*Objetivo*: Reproduzca de forma literal las líneas que figuran a continuación, sin omitir ninguno de los ítems.

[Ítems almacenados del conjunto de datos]
"""
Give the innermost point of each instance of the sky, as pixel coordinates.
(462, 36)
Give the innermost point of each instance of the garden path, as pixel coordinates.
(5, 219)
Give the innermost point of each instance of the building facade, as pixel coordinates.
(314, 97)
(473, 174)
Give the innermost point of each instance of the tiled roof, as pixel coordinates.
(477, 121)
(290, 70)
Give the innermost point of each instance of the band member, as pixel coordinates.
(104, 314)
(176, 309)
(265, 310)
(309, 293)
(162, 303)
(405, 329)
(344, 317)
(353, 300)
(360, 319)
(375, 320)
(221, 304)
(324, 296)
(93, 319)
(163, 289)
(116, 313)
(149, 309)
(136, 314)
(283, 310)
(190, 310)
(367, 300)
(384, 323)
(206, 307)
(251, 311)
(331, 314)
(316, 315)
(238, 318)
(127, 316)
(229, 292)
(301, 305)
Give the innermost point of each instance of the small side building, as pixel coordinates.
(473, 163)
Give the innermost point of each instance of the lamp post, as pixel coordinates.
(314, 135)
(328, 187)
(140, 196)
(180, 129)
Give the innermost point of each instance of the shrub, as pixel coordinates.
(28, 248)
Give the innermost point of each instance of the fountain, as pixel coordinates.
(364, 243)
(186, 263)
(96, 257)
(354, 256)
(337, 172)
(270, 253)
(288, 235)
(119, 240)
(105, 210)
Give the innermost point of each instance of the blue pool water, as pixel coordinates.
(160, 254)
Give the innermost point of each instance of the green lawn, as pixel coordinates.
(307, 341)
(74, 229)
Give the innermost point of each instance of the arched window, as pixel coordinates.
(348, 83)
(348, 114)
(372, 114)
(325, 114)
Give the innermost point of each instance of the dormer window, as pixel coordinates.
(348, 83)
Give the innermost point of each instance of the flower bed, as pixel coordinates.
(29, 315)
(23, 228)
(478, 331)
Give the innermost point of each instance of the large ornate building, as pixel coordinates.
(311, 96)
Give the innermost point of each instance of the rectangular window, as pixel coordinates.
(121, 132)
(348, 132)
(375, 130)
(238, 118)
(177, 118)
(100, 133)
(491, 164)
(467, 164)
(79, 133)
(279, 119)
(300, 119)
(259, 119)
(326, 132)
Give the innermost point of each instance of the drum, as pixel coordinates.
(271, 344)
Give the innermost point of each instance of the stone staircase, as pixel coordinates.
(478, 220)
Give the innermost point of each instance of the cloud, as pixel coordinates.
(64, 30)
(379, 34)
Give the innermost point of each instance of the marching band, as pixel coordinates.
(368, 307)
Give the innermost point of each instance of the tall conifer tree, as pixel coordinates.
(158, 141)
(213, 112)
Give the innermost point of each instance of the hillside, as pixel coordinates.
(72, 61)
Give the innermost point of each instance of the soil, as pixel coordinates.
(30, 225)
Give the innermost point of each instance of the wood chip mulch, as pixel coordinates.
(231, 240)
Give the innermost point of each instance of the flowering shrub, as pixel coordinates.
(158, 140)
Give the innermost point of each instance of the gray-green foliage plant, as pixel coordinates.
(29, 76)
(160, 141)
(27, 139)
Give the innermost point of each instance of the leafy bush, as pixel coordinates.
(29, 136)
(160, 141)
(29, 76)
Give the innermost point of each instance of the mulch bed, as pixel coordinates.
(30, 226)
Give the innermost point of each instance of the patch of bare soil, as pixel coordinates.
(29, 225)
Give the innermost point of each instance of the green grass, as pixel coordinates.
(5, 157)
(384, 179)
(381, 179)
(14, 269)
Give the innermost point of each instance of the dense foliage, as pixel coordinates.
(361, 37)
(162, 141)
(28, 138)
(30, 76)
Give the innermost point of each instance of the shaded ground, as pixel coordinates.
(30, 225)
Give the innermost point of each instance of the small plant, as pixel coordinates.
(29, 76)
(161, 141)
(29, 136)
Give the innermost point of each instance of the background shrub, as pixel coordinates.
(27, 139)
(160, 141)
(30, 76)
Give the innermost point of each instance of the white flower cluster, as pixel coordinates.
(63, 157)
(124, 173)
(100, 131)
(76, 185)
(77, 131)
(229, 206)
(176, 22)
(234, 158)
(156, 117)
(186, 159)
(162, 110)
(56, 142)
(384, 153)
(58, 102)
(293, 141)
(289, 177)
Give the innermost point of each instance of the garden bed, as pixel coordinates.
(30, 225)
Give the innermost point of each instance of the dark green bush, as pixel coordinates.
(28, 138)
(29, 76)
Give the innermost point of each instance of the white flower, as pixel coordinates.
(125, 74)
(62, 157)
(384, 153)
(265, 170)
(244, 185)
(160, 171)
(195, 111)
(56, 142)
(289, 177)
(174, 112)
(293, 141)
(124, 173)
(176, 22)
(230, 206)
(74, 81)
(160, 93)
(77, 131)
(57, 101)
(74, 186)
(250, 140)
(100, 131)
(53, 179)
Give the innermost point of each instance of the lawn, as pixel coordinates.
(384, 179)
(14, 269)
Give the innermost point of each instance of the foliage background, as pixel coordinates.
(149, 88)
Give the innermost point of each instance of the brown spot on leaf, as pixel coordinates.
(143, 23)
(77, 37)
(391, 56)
"""
*Respuesta*:
Give the innermost point of each instance of the sky, as pixel coordinates.
(462, 36)
Give the innermost point of each instance of the garden path, as pixel coordinates.
(5, 219)
Give the innermost point of each instance of the building facade, as pixel coordinates.
(314, 97)
(473, 174)
Give the innermost point of each instance of the tiled roof, as pixel coordinates.
(477, 121)
(290, 70)
Give the innermost point of each instance of the band member, as pixel coordinates.
(104, 314)
(176, 309)
(265, 310)
(309, 293)
(162, 303)
(405, 329)
(344, 317)
(353, 300)
(360, 319)
(375, 320)
(221, 304)
(324, 296)
(93, 319)
(163, 289)
(116, 313)
(149, 309)
(136, 314)
(283, 310)
(190, 310)
(367, 300)
(384, 323)
(206, 307)
(251, 311)
(331, 314)
(316, 315)
(238, 318)
(127, 316)
(229, 292)
(301, 305)
Give the innermost point of each instance of the small side building, as pixel coordinates.
(473, 163)
Give the innermost point of each instance of the lamp post, as pixel coordinates.
(314, 135)
(328, 187)
(140, 196)
(180, 129)
Give the innermost point of each instance of the shrub, as pixel coordinates.
(28, 248)
Give the innermost point of each instance of the fountain, as pixel coordinates.
(364, 243)
(186, 263)
(96, 257)
(354, 256)
(337, 172)
(270, 253)
(288, 235)
(119, 240)
(105, 210)
Give the innermost point of each instance of the blue pool water, as pixel coordinates.
(160, 254)
Give the innermost point of each instance of the green lawn, as pixel coordinates.
(307, 341)
(74, 229)
Give the innermost point of each instance of the arched window, as pixel coordinates.
(348, 83)
(348, 114)
(372, 114)
(325, 114)
Give the innermost point of each instance of the dormer window, as pixel coordinates.
(348, 83)
Give the innermost point of each instance of the flower bed, as pixel coordinates.
(29, 315)
(23, 228)
(478, 331)
Give the innermost point of each instance of the large ornate building, as pixel coordinates.
(311, 96)
Give the innermost point of each instance of the rectangular window, as pixel coordinates.
(121, 132)
(348, 132)
(375, 130)
(238, 118)
(177, 118)
(100, 133)
(491, 164)
(467, 164)
(79, 133)
(279, 119)
(300, 119)
(259, 119)
(326, 132)
Give the innermost point of each instance of the drum, as pixel coordinates.
(271, 344)
Give the innermost point of each instance of the stone staircase, as pixel coordinates.
(478, 220)
Give the innermost point of each instance of the cloud, as pixel coordinates.
(64, 30)
(379, 34)
Give the innermost point of each instance of the marching band, as pixel coordinates.
(368, 307)
Give the innermost point of each instance of the tall conifer tree, as pixel coordinates.
(158, 141)
(213, 112)
Give the innermost point of each instance of the hillside, as pixel coordinates.
(72, 61)
Give the innermost point of each instance of the soil, as pixel coordinates.
(30, 225)
Give the innermost point of each instance of the wood chip mulch, as pixel coordinates.
(231, 240)
Give the innermost point of each instance of the flowering shrub, as pixel coordinates.
(158, 140)
Give the innermost point of each instance of the gray-green foliage plant, as pixel coordinates.
(29, 76)
(160, 141)
(27, 139)
Give the innermost point of each instance of the leafy bush, as pixel coordinates.
(29, 136)
(160, 141)
(29, 76)
Give the innermost point of each instance of the mulch bed, as pixel coordinates.
(30, 226)
Give the innermost point of each instance of the patch of bare soil, as pixel coordinates.
(29, 225)
Give the innermost point of each instance of the green grass, as pixel coordinates.
(5, 157)
(384, 179)
(381, 179)
(14, 269)
Give the innermost point of each instance of the dense foliage, as pixel coordinates.
(361, 37)
(162, 141)
(28, 138)
(30, 76)
Give the innermost point of each instance of the shaded ground, as pixel coordinates.
(30, 225)
Give the innermost point of each instance of the small plant, as pixel coordinates.
(29, 76)
(161, 141)
(29, 136)
Give the innermost point of each instance of the background shrub, as pixel coordinates.
(27, 139)
(160, 141)
(30, 76)
Give the innermost point of each instance of the white flower cluster, as pixel coordinates.
(63, 157)
(124, 173)
(100, 131)
(76, 185)
(77, 131)
(229, 206)
(176, 22)
(234, 158)
(156, 117)
(186, 159)
(162, 110)
(56, 142)
(384, 153)
(58, 102)
(293, 141)
(289, 177)
Give the innermost point of each instance of the garden bed, as pixel coordinates.
(30, 225)
Give the innermost point of each instance of the dark green bush, as pixel coordinates.
(28, 138)
(29, 76)
Give the innermost point of each instance of the white flower, as pixel coordinates.
(125, 74)
(62, 157)
(384, 153)
(265, 170)
(244, 185)
(160, 171)
(195, 111)
(56, 142)
(289, 177)
(174, 112)
(293, 141)
(124, 173)
(176, 22)
(230, 206)
(74, 81)
(160, 93)
(77, 131)
(57, 101)
(74, 186)
(250, 140)
(100, 131)
(53, 179)
Give the innermost point of each instance of the lawn, as pixel coordinates.
(384, 179)
(14, 269)
Give the innermost point of each instance of the foliage background, as pixel coordinates.
(149, 88)
Give the innermost point of each instance of the brown spot on leaf, as pixel coordinates.
(143, 23)
(77, 37)
(391, 56)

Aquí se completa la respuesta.